Rewrite the lines below, changing "young giraffe" to "giraffe calf" wherever it occurs and leaving everything else as it is.

---------- Task input ----------

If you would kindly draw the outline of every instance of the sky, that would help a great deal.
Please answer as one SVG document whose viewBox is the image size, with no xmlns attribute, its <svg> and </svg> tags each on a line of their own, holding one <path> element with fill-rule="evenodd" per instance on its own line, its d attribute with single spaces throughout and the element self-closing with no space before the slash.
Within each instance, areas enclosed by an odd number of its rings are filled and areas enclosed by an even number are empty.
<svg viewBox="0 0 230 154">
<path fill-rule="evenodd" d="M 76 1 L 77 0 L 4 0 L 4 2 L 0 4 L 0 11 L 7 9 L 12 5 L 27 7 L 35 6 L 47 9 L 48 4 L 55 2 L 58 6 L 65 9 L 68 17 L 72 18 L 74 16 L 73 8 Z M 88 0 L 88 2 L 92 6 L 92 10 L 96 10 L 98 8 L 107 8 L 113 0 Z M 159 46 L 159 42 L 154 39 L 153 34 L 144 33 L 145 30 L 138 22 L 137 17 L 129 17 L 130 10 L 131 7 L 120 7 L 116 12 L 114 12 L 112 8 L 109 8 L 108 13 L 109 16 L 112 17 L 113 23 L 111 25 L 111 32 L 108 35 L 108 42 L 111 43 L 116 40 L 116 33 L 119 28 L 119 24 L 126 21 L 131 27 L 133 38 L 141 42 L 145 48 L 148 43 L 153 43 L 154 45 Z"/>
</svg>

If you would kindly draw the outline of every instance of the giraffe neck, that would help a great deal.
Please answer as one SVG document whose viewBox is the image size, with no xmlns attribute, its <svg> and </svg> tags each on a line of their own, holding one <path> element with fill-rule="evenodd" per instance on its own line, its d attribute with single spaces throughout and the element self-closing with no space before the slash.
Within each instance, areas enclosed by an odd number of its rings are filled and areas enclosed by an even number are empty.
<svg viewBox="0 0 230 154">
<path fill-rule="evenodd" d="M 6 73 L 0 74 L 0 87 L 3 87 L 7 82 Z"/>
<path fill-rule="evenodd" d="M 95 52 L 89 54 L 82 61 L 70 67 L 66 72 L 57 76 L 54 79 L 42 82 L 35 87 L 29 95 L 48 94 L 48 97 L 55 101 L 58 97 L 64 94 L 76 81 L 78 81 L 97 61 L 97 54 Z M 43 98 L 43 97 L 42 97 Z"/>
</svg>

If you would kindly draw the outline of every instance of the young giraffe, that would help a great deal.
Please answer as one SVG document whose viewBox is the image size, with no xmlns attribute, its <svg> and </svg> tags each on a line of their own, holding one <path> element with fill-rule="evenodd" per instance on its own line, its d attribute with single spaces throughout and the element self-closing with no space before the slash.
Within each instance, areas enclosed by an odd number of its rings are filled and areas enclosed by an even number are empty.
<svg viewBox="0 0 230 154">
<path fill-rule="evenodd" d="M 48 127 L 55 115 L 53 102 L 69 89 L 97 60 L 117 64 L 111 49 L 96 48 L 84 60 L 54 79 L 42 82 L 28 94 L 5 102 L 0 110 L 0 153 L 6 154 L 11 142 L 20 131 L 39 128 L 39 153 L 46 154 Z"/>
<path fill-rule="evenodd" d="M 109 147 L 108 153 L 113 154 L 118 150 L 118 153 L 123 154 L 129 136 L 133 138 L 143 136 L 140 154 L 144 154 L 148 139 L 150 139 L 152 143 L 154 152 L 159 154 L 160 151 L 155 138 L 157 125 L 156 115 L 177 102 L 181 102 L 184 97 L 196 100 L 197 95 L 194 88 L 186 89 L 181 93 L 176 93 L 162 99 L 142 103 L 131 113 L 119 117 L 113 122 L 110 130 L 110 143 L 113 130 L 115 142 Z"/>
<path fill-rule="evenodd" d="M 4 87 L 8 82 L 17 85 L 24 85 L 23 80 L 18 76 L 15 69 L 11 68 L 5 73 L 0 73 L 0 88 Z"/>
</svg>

----------

• _Output for this task_:
If you would kindly draw the outline of every instance of the sky, that would help a great deal.
Please answer as one SVG document whose viewBox is the image size, with no xmlns attribute, its <svg> and </svg> tags each on a line of their own, holding one <path> element with fill-rule="evenodd" per instance on its own line, its d attribute with single spaces throughout and the element self-closing with no space before the slash.
Within each instance, areas enclosed by an odd number of its rings are filled and areas enclosed by an even number are empty.
<svg viewBox="0 0 230 154">
<path fill-rule="evenodd" d="M 76 1 L 77 0 L 4 0 L 4 2 L 0 4 L 0 11 L 7 9 L 12 5 L 27 7 L 35 6 L 47 9 L 48 4 L 55 2 L 58 6 L 65 9 L 68 17 L 72 18 L 74 16 L 73 8 Z M 88 0 L 88 2 L 92 6 L 92 10 L 96 10 L 98 8 L 107 8 L 113 0 Z M 159 46 L 159 42 L 154 39 L 153 34 L 144 33 L 145 30 L 138 22 L 137 17 L 129 17 L 130 10 L 131 7 L 120 7 L 116 12 L 114 12 L 112 8 L 109 8 L 108 13 L 109 16 L 112 17 L 113 23 L 111 25 L 111 32 L 108 35 L 108 42 L 111 43 L 116 40 L 116 33 L 119 28 L 119 24 L 126 21 L 131 27 L 133 38 L 141 42 L 145 48 L 148 43 L 153 43 L 154 45 Z"/>
</svg>

If you would kindly draw the outline of every instance of the giraffe neck, that would help a great deal.
Please answer as one SVG document whose viewBox is the image size, with no xmlns attribute, its <svg> and </svg> tags each on a line of their own, holding one <path> element with fill-rule="evenodd" per instance on its own line, its d attribute with single spaces throughout and the element self-closing with no space before the slash.
Within each instance, areas enclosed by an odd number of its rings are filled and areas enclosed by an even number are empty.
<svg viewBox="0 0 230 154">
<path fill-rule="evenodd" d="M 6 73 L 0 74 L 0 87 L 3 87 L 7 82 Z"/>
<path fill-rule="evenodd" d="M 95 52 L 89 54 L 82 61 L 70 67 L 66 72 L 57 76 L 54 79 L 42 82 L 35 87 L 29 95 L 48 94 L 48 97 L 55 101 L 58 97 L 64 94 L 76 81 L 78 81 L 97 61 L 97 54 Z M 43 98 L 43 97 L 42 97 Z"/>
</svg>

If you would kindly draw the outline of every instance of the giraffe calf, that would help a great deal.
Please answer as one SVG document whose viewBox is the image size, with no xmlns attribute, its <svg> and </svg> tags each on a line of their own, holding one <path> element with fill-rule="evenodd" per instance on its own line, its d attribute with single spaces throughout and the element self-closing with no space before the slash.
Within each instance, areas enclosed by an odd number of its rings are filled and areas enclosed by an even number are empty.
<svg viewBox="0 0 230 154">
<path fill-rule="evenodd" d="M 48 127 L 55 115 L 53 102 L 69 89 L 97 60 L 117 64 L 111 49 L 96 48 L 84 60 L 54 79 L 42 82 L 28 94 L 5 102 L 0 110 L 0 153 L 6 154 L 11 142 L 20 131 L 39 128 L 39 153 L 46 154 Z"/>
<path fill-rule="evenodd" d="M 109 147 L 108 153 L 113 154 L 118 150 L 118 153 L 123 154 L 129 136 L 133 138 L 143 136 L 140 154 L 144 154 L 148 139 L 150 139 L 152 143 L 154 152 L 159 154 L 160 151 L 155 138 L 157 125 L 156 115 L 177 102 L 181 102 L 184 97 L 196 100 L 197 95 L 194 88 L 186 89 L 181 93 L 176 93 L 162 99 L 142 103 L 131 113 L 119 117 L 113 122 L 110 130 L 110 143 L 113 130 L 115 142 Z"/>
<path fill-rule="evenodd" d="M 4 87 L 8 82 L 17 85 L 24 85 L 23 80 L 18 76 L 15 69 L 11 68 L 5 73 L 0 73 L 0 88 Z"/>
</svg>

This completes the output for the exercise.